Disruption of actin cytoskeleton and anchorage‐dependent cell spreading induces apoptotic death of mouse neural crest cells cultured in vitro
Author(s) -
Hinoue Atsushi,
Takigawa Toshiya,
Miura Takashi,
Nishimura Yoshihiko,
Suzuki Shigehiko,
Shiota Kohei
Publication year - 2005
Publication title -
the anatomical record part a: discoveries in molecular, cellular, and evolutionary biology
Language(s) - English
Resource type - Journals
eISSN - 1552-4892
pISSN - 1552-4884
DOI - 10.1002/ar.a.20150
Subject(s) - neural crest , microbiology and biotechnology , in vitro , cytoskeleton , apoptosis , actin , actin cytoskeleton , programmed cell death , cell , biology , embryo , genetics
In vertebrate embryos, neural crest cells emigrate out of the neural tube and contribute to the formation of a variety of neural and nonneural tissues. Some neural crest cells undergo apoptotic death during migration, but its biological significance and the underlying mechanism are not well understood. We carried out an in vitro study to examine how the morphology and survival of cranial neural crest (CNC) cells of the mouse embryo are affected when their actin cytoskeleton or anchorage‐dependent cell spreading is perturbed. Disruption of actin fiber organization by cytochalasin D (1 μg/ml) and inhibition of cell attachment by matrix metalloproteinase‐2 (MMP‐2; 2.0 units/ml) were followed by morphologic changes and apoptotic death of cultured CNC cells. When the actin cytoskeleton was disrupted by cytochalasin D, the morphologic changes of cultured CNC cells preceded DNA fragmentation. These results indicate that the maintenance of cytoskeleton and anchorage‐dependent cell spreading are required for survival of CNC cells. The spatially and temporally regulated expression of proteinases may be essential for the differentiation and migration of neural crest cells. © 2005 Wiley‐Liss, Inc.

- [What to work on]
In two sentences, what does the abstract on neural crest cell death report?

- [Records provided]
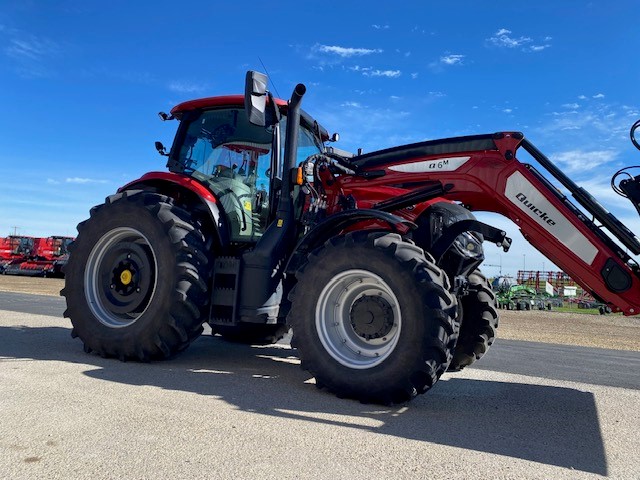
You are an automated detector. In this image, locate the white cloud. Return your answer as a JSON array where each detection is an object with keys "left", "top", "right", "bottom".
[
  {"left": 363, "top": 70, "right": 402, "bottom": 78},
  {"left": 4, "top": 35, "right": 60, "bottom": 61},
  {"left": 486, "top": 28, "right": 552, "bottom": 52},
  {"left": 440, "top": 55, "right": 465, "bottom": 65},
  {"left": 167, "top": 81, "right": 207, "bottom": 93},
  {"left": 2, "top": 28, "right": 63, "bottom": 78},
  {"left": 525, "top": 44, "right": 551, "bottom": 52},
  {"left": 551, "top": 149, "right": 618, "bottom": 172},
  {"left": 487, "top": 28, "right": 533, "bottom": 48},
  {"left": 313, "top": 44, "right": 382, "bottom": 58},
  {"left": 65, "top": 177, "right": 107, "bottom": 185},
  {"left": 349, "top": 65, "right": 402, "bottom": 78}
]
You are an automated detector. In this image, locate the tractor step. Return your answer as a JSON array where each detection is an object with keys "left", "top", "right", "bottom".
[{"left": 209, "top": 257, "right": 240, "bottom": 325}]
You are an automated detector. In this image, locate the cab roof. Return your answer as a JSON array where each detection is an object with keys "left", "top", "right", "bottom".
[{"left": 171, "top": 95, "right": 329, "bottom": 141}]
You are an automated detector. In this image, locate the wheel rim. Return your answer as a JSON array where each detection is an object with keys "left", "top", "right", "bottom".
[
  {"left": 315, "top": 270, "right": 402, "bottom": 369},
  {"left": 84, "top": 227, "right": 158, "bottom": 328}
]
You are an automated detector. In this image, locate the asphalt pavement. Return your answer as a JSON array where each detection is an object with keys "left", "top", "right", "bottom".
[{"left": 0, "top": 293, "right": 640, "bottom": 479}]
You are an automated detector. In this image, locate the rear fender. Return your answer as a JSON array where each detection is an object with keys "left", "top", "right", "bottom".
[
  {"left": 118, "top": 172, "right": 230, "bottom": 247},
  {"left": 285, "top": 209, "right": 417, "bottom": 274}
]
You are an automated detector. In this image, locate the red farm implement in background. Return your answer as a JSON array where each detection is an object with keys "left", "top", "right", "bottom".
[
  {"left": 0, "top": 236, "right": 73, "bottom": 277},
  {"left": 0, "top": 235, "right": 35, "bottom": 273}
]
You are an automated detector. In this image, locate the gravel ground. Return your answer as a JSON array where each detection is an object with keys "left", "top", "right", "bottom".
[{"left": 0, "top": 275, "right": 640, "bottom": 351}]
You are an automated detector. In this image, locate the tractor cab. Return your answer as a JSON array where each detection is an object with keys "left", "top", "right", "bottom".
[{"left": 167, "top": 95, "right": 328, "bottom": 244}]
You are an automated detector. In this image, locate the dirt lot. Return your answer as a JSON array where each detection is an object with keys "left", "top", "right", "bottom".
[{"left": 0, "top": 275, "right": 640, "bottom": 351}]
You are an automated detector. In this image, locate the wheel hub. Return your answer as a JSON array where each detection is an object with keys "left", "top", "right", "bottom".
[
  {"left": 349, "top": 295, "right": 393, "bottom": 340},
  {"left": 85, "top": 227, "right": 157, "bottom": 328}
]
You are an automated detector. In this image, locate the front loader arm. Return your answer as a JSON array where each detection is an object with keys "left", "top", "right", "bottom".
[{"left": 354, "top": 132, "right": 640, "bottom": 315}]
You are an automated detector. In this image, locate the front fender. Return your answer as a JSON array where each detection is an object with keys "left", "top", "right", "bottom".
[{"left": 118, "top": 172, "right": 230, "bottom": 246}]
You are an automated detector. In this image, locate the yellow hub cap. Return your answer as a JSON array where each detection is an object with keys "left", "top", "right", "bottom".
[{"left": 120, "top": 270, "right": 133, "bottom": 285}]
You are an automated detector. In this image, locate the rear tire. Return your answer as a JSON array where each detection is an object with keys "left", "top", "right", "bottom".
[
  {"left": 288, "top": 232, "right": 458, "bottom": 404},
  {"left": 449, "top": 270, "right": 500, "bottom": 372},
  {"left": 60, "top": 191, "right": 210, "bottom": 361}
]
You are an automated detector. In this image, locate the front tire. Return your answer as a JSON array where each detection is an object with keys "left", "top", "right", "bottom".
[
  {"left": 61, "top": 191, "right": 210, "bottom": 361},
  {"left": 288, "top": 232, "right": 458, "bottom": 404},
  {"left": 449, "top": 270, "right": 500, "bottom": 372}
]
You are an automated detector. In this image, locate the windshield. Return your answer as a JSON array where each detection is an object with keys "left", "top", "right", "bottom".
[
  {"left": 179, "top": 109, "right": 272, "bottom": 183},
  {"left": 169, "top": 108, "right": 322, "bottom": 243}
]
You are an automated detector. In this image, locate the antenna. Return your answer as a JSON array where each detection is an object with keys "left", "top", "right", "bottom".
[{"left": 258, "top": 57, "right": 282, "bottom": 98}]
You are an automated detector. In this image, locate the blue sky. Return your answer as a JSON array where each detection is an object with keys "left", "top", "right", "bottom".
[{"left": 0, "top": 0, "right": 640, "bottom": 275}]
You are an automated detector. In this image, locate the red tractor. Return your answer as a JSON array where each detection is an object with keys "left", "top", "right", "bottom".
[
  {"left": 4, "top": 236, "right": 74, "bottom": 277},
  {"left": 0, "top": 235, "right": 34, "bottom": 273},
  {"left": 61, "top": 72, "right": 640, "bottom": 403}
]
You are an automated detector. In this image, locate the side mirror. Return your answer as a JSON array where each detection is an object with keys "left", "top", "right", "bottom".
[
  {"left": 156, "top": 142, "right": 169, "bottom": 157},
  {"left": 244, "top": 70, "right": 269, "bottom": 127}
]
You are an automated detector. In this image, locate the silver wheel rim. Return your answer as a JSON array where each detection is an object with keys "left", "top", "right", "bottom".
[
  {"left": 315, "top": 270, "right": 402, "bottom": 369},
  {"left": 84, "top": 227, "right": 158, "bottom": 328}
]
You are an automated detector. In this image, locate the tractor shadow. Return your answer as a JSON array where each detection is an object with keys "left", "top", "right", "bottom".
[{"left": 0, "top": 326, "right": 607, "bottom": 475}]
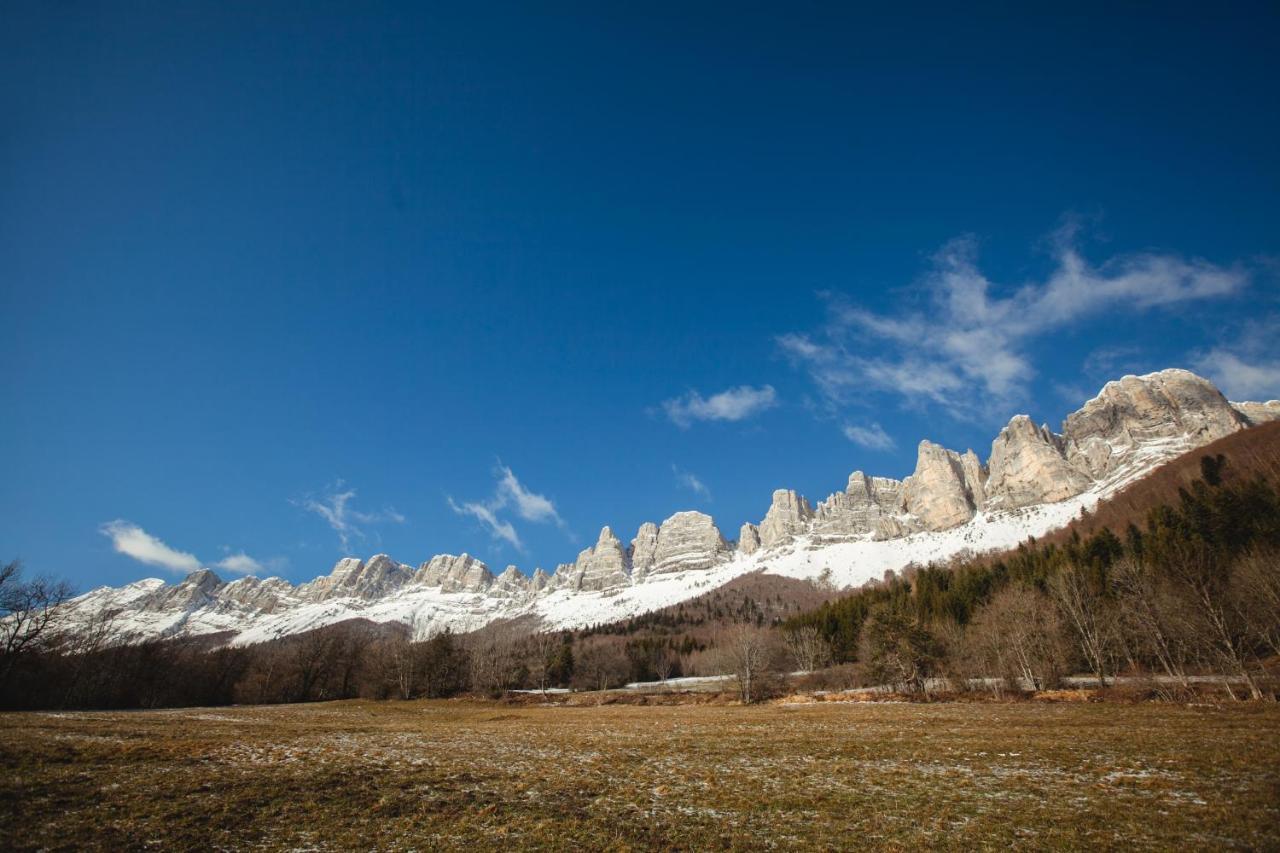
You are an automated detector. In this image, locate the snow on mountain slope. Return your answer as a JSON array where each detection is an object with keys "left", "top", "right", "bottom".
[{"left": 68, "top": 370, "right": 1272, "bottom": 644}]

- [Task answer]
An in vitro study of mouse cranial neural crest cells found that disrupting the actin cytoskeleton with cytochalasin D or inhibiting cell attachment with matrix metalloproteinase-2 was followed by morphologic changes and apoptotic death, with the morphologic changes preceding DNA fragmentation under cytochalasin D. The authors conclude that maintaining the cytoskeleton and anchorage-dependent cell spreading is required for the survival of these cells.